**SHORT TASK:**
In your copy, repeat the records exactly and leave out the pictures.

**LISTING:**
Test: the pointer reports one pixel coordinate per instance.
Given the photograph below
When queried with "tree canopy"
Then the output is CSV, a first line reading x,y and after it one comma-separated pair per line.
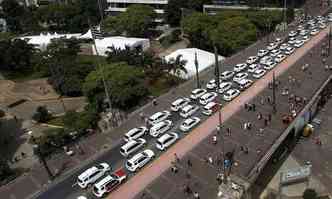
x,y
126,84
135,22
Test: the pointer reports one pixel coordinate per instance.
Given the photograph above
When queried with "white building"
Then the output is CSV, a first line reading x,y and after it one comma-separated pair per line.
x,y
103,45
118,6
205,60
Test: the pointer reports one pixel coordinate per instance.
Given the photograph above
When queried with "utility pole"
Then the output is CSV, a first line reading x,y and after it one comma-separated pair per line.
x,y
197,75
274,94
41,157
219,112
285,15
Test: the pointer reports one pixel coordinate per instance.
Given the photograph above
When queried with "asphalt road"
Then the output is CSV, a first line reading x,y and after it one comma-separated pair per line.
x,y
68,188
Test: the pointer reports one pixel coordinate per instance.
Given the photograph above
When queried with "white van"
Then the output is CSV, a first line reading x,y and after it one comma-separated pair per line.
x,y
160,128
188,110
132,146
179,103
139,160
92,174
109,183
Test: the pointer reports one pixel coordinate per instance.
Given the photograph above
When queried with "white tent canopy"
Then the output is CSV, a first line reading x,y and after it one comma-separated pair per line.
x,y
43,40
120,43
205,59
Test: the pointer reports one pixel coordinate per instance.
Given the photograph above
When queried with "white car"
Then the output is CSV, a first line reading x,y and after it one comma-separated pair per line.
x,y
265,59
305,38
304,32
240,67
292,33
92,174
166,140
284,46
135,133
322,25
208,97
252,59
109,183
291,40
231,94
158,117
189,123
253,67
212,84
275,52
197,93
188,110
314,32
244,84
139,160
278,41
224,86
131,146
262,53
240,76
279,58
298,43
269,65
272,46
259,73
161,128
289,50
227,75
179,103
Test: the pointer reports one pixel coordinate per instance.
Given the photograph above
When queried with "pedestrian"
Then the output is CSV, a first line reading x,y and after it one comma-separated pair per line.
x,y
142,116
177,159
189,163
266,122
214,139
259,116
154,102
229,131
196,195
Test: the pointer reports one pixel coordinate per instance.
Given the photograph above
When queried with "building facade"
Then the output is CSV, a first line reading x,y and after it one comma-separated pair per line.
x,y
115,7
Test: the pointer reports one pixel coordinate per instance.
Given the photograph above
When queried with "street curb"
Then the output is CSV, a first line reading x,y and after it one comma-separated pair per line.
x,y
70,172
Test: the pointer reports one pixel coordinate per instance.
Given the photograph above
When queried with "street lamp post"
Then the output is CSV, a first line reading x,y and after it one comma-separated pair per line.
x,y
219,111
197,75
42,160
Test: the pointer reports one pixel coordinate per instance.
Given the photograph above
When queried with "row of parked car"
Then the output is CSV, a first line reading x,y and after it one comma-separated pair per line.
x,y
231,83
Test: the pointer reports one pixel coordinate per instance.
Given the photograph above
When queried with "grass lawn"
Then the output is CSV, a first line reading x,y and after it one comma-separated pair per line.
x,y
21,76
57,121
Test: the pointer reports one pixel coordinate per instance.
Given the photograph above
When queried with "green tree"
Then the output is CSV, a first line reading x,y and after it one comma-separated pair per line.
x,y
197,27
309,194
41,114
12,12
126,84
173,9
233,34
135,22
67,71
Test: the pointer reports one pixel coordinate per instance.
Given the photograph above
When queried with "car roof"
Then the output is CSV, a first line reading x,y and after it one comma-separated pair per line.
x,y
210,105
186,108
87,172
164,137
156,115
103,181
178,101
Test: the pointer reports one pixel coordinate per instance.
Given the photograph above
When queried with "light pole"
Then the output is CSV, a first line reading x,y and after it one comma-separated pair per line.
x,y
41,157
219,111
197,75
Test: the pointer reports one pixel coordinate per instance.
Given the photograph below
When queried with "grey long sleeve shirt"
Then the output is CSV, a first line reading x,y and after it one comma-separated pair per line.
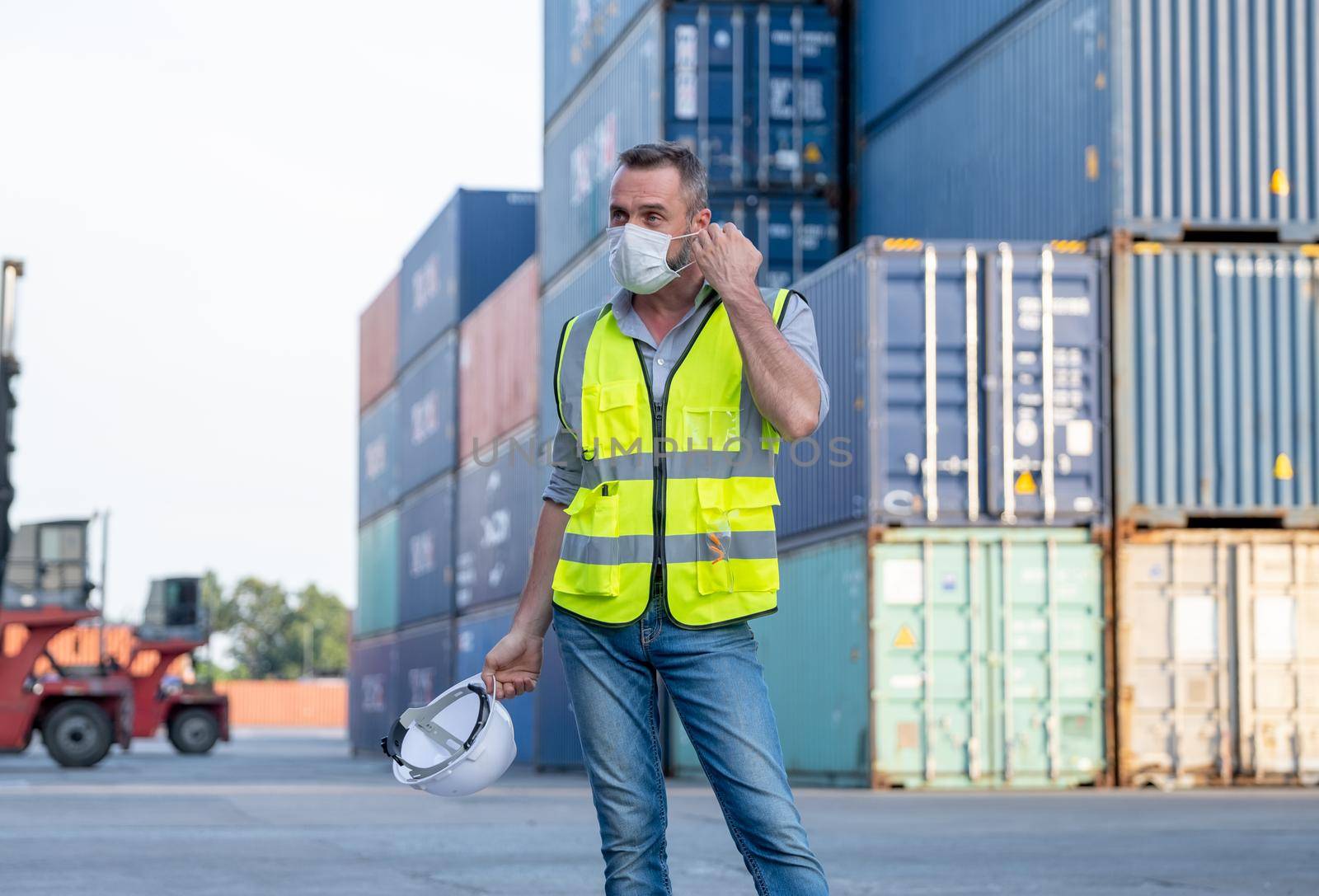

**EXERCISE OUTPUT:**
Test: the pointer reports one pixel coordinate per instance.
Given the photograph below
When queried with "tree canopy"
Then the output is CSV, a first line reading x,y and after it one comma-separated pair per line.
x,y
126,84
135,22
Test: the pointer reports one pixel coordinate per instance.
Given the photograph above
When queried with "white building"
Then the output is CSV, a first line reading x,y and after it one comma-separated pair per line.
x,y
103,45
118,6
205,60
Test: the pointer reports one pixel coordinate per instance.
Given the photograph above
When queried with "utility pole"
Then the output is CSV, a first line reading x,y and after it one comma-separated pair per line.
x,y
197,75
274,94
41,157
219,112
285,15
Test: the pointer reports one pixel coordinate per instance.
Given the photograph above
When queried with "asphalt road"
Then the output is CSV, a first line reading x,y and after it one comma-separated pair per line.
x,y
68,188
Test: the pointer reports one pixel coordinate per instance.
Given the photograph above
When queried with "white van"
Then the output is CSV, a first line reading x,y and after it one comma-separated pair per line.
x,y
160,128
188,110
132,146
179,103
139,160
92,174
109,183
Test: the pointer reports one pixel coordinate per instance.
Given the photograph above
When queried with "white tent canopy"
Then the output is CSV, a first line reading x,y and after it one comma-separated pair per line.
x,y
43,40
120,43
205,59
Test: the pointer reports one pixel coordinate per instance.
Given the photograph above
When queried with "white car"
Then the output is CSV, a first line reading x,y and after it one comma-separated pair per line.
x,y
265,59
305,38
304,32
240,67
292,33
92,174
166,140
284,46
135,133
322,25
208,97
252,59
109,183
291,40
231,94
158,117
189,123
253,67
212,84
275,52
197,93
188,110
314,32
244,84
139,160
278,41
224,86
131,146
262,53
240,76
279,58
298,43
269,65
272,46
259,73
161,128
289,50
227,75
179,103
Test: the pointer reports one pixel coordinate per instance.
Given the photograph above
When queried with "pedestrian"
Then the output is CSV, a first line reading x,y and after it one comma-separated pair per line.
x,y
142,116
177,159
189,163
266,122
214,139
259,116
154,102
229,131
196,195
Test: the pointer reports one pixel coordinate per instance.
Given the photograph above
When queried with "building facade"
Then the output is CSV, a first line reading x,y and after it one comma-separated pair per line.
x,y
115,7
Test: the pointer reports one pixel coordinate per instance.
Given the photograph above
When queried with "street curb"
Then the output is CSV, a first line reading x,y and after it one comma-separated pair per line.
x,y
70,172
Test: the pointer reports one pixel coordinate per instance.
Given the photograph above
When queried with "street lamp post"
Then the output is CSV, a first line reading x,y and after it one comma-separated pair per line.
x,y
219,111
197,75
42,160
Test: the pointer reports one pixel coordinate per instance.
Given the photograph above
When queried with "row of parked car"
Then the output is CSV, a first line reading x,y and after it one comma-separated pair per line.
x,y
231,83
Test: the pointer reports one pixel coordinate per instance.
Given the photograph above
When queried with "grass lawn"
Then the output is CSV, a first line reading x,y and after it one comma-separated pair per line.
x,y
21,76
57,121
Test: the pointer reports one pixel coordinate per instance.
Given the photograph above
When queried with "green tree"
Then the output is CSV, a first line reading x,y and after it one comma-separated pair per line.
x,y
197,27
309,194
41,114
12,12
126,84
173,9
233,34
135,22
67,71
Test: the pointer reports one pixel coordinate per instance.
Given the photograph above
When queried with "car roof"
Then the output is CSV, a first line reading x,y and after it one comma-separated pair per line.
x,y
210,105
186,108
87,172
164,137
156,115
103,181
178,101
Test: the pointer reports one pixel coordinate per instance.
Given the photograph above
When queried with "light pole"
Then the output is CSV, a first line reading x,y and after it one comma-separated pair per line.
x,y
41,157
219,111
197,75
Test: the pointer reports one pixel coordinate per instance.
Given the photograph below
When queried with "grey long sleeve shirt"
Then the output is CSV, a first line reading x,y and after it one comma-separated pair per line.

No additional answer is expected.